→ **Consigne**
Renommez « antenna on roof » en « rooftop antenna » dans tous les enregistrements ci-dessous, puis recopiez les lignes sans aucune autre modification.

━━━━━━━━━━

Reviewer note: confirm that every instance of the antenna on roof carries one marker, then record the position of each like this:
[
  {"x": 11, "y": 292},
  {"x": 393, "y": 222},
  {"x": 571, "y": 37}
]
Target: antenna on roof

━━━━━━━━━━

→ **Corrigé**
Reviewer note: confirm that every instance of the rooftop antenna carries one marker, then record the position of each like this:
[
  {"x": 11, "y": 292},
  {"x": 393, "y": 222},
  {"x": 571, "y": 37}
]
Target: rooftop antenna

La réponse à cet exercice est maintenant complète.